# [BRIEF]
Search the listing for the word "negative". Copy every line where it is found.

# [PROVIDED MATERIAL]

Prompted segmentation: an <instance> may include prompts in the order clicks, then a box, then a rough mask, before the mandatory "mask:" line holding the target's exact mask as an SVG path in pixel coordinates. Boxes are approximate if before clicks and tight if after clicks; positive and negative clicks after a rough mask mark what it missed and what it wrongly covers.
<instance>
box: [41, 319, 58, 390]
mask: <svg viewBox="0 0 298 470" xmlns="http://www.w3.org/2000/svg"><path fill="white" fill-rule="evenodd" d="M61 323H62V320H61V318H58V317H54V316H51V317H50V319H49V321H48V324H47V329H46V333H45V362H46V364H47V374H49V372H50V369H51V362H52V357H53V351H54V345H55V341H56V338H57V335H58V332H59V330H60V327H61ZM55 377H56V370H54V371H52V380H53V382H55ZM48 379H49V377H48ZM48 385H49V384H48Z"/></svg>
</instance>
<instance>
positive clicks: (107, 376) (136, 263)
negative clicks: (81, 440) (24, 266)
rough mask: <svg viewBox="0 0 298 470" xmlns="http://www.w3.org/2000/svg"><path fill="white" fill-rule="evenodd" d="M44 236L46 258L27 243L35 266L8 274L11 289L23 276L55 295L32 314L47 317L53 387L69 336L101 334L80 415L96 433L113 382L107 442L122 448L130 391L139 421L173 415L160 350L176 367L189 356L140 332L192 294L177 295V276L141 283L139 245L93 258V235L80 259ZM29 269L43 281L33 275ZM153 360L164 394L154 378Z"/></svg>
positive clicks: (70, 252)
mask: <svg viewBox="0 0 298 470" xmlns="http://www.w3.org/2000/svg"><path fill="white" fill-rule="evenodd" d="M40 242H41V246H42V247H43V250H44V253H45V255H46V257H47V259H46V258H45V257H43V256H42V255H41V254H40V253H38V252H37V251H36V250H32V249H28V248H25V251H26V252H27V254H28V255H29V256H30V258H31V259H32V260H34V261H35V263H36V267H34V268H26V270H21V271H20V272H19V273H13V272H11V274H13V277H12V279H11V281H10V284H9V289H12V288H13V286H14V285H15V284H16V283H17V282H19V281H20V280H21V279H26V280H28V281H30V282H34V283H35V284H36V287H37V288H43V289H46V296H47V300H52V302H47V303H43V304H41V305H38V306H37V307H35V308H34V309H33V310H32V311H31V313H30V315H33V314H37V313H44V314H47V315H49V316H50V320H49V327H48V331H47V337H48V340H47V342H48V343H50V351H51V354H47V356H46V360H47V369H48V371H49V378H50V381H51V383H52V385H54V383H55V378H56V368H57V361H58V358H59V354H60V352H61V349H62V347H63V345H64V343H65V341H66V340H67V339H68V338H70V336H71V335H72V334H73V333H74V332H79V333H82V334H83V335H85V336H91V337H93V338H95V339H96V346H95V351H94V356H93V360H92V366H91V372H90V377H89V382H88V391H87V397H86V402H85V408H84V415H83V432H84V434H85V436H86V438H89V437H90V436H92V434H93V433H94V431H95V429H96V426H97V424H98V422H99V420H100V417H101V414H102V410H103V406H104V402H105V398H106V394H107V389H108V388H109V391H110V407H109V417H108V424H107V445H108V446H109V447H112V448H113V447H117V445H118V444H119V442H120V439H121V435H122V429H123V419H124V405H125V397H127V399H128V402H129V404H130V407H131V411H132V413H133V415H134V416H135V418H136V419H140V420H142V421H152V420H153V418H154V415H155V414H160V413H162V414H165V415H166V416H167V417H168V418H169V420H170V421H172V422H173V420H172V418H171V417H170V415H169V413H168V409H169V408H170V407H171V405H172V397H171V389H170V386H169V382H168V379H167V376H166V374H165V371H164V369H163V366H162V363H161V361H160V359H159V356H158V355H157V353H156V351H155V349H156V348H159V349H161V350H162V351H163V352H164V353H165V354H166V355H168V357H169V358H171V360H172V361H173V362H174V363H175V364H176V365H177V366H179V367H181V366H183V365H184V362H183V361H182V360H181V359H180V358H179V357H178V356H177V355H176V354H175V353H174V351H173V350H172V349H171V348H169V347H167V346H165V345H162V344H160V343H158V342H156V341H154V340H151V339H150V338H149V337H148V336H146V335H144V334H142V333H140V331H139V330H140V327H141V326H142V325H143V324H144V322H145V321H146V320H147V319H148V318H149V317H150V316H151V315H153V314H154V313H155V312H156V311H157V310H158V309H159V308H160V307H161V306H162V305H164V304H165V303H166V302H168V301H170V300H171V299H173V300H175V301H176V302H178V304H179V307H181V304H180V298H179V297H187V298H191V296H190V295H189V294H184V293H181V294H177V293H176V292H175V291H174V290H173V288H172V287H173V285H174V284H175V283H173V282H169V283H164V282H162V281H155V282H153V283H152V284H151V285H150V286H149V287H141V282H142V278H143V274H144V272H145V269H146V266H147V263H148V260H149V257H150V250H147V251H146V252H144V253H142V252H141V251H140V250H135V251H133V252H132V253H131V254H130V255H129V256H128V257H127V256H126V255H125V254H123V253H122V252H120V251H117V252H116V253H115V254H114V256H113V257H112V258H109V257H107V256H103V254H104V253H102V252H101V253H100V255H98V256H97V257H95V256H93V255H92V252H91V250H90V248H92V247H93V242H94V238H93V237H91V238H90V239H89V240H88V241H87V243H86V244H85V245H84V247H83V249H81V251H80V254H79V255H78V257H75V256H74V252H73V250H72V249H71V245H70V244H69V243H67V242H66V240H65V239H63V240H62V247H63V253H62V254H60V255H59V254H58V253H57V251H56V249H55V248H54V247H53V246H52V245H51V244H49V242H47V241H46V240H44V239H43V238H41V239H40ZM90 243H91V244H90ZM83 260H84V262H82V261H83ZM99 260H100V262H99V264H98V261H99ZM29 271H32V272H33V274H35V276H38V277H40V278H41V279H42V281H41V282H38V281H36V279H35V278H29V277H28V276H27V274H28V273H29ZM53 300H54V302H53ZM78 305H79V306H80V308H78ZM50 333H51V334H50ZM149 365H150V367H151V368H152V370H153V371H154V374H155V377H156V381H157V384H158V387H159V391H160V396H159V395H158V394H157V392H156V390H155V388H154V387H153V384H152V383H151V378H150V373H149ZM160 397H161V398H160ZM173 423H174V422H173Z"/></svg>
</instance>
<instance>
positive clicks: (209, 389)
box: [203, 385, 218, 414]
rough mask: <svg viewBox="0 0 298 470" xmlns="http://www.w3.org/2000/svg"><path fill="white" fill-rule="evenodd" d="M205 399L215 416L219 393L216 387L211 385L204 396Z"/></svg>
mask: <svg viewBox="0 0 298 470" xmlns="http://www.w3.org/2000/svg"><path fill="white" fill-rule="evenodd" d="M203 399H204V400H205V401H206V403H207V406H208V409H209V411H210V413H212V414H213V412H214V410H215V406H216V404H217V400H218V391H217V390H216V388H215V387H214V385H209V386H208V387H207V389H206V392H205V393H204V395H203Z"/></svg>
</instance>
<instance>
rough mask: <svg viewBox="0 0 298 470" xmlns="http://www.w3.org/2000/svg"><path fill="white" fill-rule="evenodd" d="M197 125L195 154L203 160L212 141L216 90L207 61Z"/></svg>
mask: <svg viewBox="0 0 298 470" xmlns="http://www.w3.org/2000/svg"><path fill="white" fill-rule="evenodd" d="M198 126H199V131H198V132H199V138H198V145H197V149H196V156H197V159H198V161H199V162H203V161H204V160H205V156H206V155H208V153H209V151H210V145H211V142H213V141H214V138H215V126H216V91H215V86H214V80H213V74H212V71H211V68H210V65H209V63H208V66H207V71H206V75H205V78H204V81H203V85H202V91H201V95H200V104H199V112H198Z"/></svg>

# [ANSWER SECTION]
Prompted segmentation: an <instance> may include prompts in the order clicks, then a box, then a rough mask, before the mandatory "mask:" line holding the target's exact mask as an SVG path in pixel coordinates. Boxes are approximate if before clicks and tight if after clicks; positive and negative clicks after a rough mask mark what it missed and what it wrongly covers.
negative clicks: (81, 440) (24, 266)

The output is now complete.